# Article

^^^^

Received technical word for current 4d PSU (photo attached)

There's another problem - PSU won't have a 24-pin ATX connector, and the additional 4 pins are for powering the PCIe slot for your GPU. No power for the GPU = no boot.

I'm again confuse whether I can use GT-750 or GT-740 or R7 card with keeping old PSU-4d, as described above.


----------



## 2kool2btrue (Oct 15, 2014)

matrixx said:


> Received technical word for current 4d PSU (photo attached)View attachment 14880
> There's another problem - PSU won't have a 24-pin ATX connector, and the additional 4 pins are for powering the PCIe slot for your GPU. No power for the GPU = no boot.
> 
> I'm again confuse whether I can use GT-750 or GT-740 or R7 card with keeping old PSU-4d, as described above.



Can you post the pic on some other site like imgur? Can't seem to open the image


----------



## matrixx (Oct 16, 2014)

2kool2btrue said:


> can you post the pic on some other site like imgur? Can't seem to open the image


 sorry no access to imgur... photo again attached.

plain text of psu:-

*4d	switching power supply						
	model: Atx-450w	* 

ac input	"voltage-230v"		"current-5a"		"frequency-50hz"		

dc output	
orange         red	        yellow 	  white	blue 	    purple	  grey
-3.3 v          +5 v        +12v	  -5v	       -12v	     5v	   pig
22a              23a	  22a	           16a	 0.5a	     2a	   ok

Pardon me for formatting. not able to put up in tabulate form.


----------



## adityak469 (Oct 16, 2014)

matrixx said:


> sorry no access to imgur... photo again attached.
> 
> plain text of psu:-
> 
> ...



Dude that PSU is a local brand and no matter what they wrote, it won't live up to that. If you are getting a GTX 740/750 then that PSU will do OK but anything else and it may go kaput.


----------



## matrixx (Oct 16, 2014)

adityak469 said:


> Dude that PSU is a local brand and no matter what they wrote, it won't live up to that. If you are getting a GTX 740/750 then that PSU will do OK but anything else and it may go kaput.



Do you think GTX 740/750 can be power up by this PSU assuming it has 20-pin ATX connector only.

*See technical response below (from other forum) on this point:- *

There's another problem - it won't have a 24-pin ATX connector, and the additional 4 pins are for powering the PCIe slot for your GPU. No power for the GPU = no boot.

PSUs these days have all their power concentrated on the 12V rail, because thats what most modern PCs use. A 450W PSU will have atleast 400W on the 12V rail.
The 12V rail in your '450W' PSU has only 22A ; 12V x 22A => 264W. Again this is just their rating on the sticker (no test conditions mentioned) which means it's usually exaggerated.


----------



## adityak469 (Oct 16, 2014)

matrixx said:


> Do you think GTX 740/750 can be power up by this PSU assuming it has 20-pin ATX connector only.
> 
> *See technical response below (from other forum) on this point:- *
> 
> ...



You don't need extra power pin to power the GPU. GTX 740/750 uses power directly from the PCI slot. And that psu is not reliable.


----------



## matrixx (Oct 16, 2014)

^^^^

# Record set
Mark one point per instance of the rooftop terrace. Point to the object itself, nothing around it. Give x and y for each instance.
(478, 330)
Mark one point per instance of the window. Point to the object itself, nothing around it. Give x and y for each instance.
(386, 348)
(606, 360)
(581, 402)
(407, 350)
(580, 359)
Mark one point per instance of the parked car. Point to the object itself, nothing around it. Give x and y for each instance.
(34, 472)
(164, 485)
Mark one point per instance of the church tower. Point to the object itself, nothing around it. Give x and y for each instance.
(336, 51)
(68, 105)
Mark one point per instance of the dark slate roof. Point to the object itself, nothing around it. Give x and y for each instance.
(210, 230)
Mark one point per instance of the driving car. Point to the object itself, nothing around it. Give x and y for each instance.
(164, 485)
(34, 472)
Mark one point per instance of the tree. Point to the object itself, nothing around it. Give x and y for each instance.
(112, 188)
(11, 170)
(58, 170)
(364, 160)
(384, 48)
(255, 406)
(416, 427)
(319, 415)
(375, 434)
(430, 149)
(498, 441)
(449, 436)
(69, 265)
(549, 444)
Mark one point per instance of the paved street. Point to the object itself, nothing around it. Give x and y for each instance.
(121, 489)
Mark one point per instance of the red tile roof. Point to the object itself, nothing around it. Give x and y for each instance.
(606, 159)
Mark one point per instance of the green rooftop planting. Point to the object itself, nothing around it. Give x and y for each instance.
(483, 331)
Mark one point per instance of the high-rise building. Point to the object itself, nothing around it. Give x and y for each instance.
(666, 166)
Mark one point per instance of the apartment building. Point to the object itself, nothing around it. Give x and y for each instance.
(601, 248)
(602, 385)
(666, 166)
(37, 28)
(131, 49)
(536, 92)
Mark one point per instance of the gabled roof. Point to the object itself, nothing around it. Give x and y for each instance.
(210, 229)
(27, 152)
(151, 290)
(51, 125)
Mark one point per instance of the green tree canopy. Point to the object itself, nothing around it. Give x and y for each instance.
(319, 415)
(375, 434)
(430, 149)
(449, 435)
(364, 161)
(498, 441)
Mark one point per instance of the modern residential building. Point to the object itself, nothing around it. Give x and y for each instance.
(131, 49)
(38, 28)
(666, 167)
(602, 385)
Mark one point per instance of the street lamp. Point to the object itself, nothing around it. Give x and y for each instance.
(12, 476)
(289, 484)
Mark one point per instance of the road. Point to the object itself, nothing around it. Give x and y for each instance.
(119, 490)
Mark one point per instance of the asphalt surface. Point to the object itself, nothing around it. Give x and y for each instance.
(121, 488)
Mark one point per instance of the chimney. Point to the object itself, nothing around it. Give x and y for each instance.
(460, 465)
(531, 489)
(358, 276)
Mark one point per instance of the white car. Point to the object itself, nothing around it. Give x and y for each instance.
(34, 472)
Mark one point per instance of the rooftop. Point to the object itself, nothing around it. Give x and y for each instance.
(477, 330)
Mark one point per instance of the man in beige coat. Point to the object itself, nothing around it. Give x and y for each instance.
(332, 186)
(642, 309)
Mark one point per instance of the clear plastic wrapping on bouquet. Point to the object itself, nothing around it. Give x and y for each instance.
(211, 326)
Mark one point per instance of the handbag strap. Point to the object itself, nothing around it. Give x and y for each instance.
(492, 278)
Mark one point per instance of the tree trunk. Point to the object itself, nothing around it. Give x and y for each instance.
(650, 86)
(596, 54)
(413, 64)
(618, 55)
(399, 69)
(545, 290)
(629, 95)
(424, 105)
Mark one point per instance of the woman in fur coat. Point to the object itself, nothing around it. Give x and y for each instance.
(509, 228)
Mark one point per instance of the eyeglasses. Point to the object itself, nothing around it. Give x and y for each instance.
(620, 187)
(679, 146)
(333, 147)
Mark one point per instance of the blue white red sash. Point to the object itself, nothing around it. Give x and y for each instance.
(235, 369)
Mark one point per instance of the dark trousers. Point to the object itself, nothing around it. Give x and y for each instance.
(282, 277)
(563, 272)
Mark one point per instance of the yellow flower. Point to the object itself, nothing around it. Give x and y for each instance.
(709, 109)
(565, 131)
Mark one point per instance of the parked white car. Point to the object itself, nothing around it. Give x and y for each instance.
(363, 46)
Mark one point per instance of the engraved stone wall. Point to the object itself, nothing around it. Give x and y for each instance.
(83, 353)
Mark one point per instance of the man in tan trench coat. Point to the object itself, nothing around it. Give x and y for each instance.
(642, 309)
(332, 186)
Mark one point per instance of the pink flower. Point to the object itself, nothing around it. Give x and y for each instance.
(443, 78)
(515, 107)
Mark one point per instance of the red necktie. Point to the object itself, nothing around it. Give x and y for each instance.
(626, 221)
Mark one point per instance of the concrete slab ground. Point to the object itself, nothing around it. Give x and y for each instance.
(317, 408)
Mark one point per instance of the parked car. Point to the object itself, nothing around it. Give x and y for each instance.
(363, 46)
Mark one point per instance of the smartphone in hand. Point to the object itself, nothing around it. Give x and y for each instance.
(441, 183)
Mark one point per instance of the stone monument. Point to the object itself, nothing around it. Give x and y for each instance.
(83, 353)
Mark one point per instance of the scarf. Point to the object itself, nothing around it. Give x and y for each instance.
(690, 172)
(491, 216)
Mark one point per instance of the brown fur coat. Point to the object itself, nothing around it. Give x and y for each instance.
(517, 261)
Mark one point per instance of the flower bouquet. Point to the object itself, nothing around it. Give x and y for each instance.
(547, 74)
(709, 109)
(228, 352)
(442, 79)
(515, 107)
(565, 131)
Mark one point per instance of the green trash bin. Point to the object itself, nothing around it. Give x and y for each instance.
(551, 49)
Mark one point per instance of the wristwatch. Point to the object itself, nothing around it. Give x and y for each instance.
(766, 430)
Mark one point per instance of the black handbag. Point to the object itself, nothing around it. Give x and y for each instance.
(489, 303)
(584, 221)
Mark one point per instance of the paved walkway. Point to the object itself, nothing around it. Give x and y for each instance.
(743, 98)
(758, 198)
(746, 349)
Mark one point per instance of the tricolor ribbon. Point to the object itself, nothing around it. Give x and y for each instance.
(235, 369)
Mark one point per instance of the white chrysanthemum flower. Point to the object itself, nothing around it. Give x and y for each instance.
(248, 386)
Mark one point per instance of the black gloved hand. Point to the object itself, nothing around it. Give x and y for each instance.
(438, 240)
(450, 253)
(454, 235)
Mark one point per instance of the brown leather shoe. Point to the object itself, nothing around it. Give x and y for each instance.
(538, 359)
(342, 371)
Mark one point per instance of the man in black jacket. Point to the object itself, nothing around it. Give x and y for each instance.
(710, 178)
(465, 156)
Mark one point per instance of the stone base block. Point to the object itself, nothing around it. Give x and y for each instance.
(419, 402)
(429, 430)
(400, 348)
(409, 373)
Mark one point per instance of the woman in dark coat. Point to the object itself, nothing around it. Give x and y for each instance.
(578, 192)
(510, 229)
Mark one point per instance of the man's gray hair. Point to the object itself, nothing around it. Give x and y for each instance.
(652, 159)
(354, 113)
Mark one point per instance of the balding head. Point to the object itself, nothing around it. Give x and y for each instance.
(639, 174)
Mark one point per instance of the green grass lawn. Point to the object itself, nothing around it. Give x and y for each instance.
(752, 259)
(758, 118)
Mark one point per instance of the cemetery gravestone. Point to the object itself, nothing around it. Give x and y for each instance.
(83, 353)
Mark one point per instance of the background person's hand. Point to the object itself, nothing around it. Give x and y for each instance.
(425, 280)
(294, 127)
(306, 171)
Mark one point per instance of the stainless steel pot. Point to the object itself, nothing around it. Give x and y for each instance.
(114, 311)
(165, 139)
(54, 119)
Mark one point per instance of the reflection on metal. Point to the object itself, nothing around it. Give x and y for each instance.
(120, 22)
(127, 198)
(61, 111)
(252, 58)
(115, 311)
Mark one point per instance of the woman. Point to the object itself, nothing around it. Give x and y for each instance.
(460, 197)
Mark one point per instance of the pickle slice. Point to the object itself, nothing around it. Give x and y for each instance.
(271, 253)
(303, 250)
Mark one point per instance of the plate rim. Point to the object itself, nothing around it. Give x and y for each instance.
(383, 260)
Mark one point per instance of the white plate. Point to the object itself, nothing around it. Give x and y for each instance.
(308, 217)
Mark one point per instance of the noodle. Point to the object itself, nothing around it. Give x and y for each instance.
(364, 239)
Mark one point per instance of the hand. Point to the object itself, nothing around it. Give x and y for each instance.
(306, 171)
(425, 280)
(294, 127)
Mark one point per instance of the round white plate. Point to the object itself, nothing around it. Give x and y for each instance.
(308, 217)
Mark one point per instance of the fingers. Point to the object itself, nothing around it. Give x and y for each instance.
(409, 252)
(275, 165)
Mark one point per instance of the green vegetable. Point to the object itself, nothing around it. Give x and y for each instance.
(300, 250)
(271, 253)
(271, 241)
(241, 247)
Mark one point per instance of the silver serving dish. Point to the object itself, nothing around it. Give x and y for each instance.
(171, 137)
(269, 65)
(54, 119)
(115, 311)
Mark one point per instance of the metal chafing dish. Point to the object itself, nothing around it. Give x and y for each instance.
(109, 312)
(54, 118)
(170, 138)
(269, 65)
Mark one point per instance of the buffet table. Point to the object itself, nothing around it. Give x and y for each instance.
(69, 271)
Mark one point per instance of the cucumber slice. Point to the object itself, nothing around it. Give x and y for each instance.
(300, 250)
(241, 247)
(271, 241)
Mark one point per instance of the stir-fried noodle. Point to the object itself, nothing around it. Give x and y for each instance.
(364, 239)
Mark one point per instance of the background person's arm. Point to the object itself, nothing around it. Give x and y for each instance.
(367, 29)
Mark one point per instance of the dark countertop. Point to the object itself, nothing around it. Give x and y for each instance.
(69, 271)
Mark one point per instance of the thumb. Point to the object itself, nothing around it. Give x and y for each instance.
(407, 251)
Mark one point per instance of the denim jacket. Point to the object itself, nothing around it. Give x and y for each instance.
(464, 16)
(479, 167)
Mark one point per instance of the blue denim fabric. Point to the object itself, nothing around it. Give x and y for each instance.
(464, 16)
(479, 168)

^^^^

# Actions to take
1. Answer these questions about the forum thread, one per line, marked (a), (b), (c):
(a) What model is printed on the 4d power supply?
(b) According to the quoted technical response, how many watts does the 12V rail deliver?
(c) Which image-hosting site does 2kool2btrue suggest for posting the picture?
2. List every username that heads a post in the forum thread.

# Outputs by task
1.
(a) Atx-450w
(b) 264W
(c) imgur

2. 2kool2btrue, matrixx, adityak469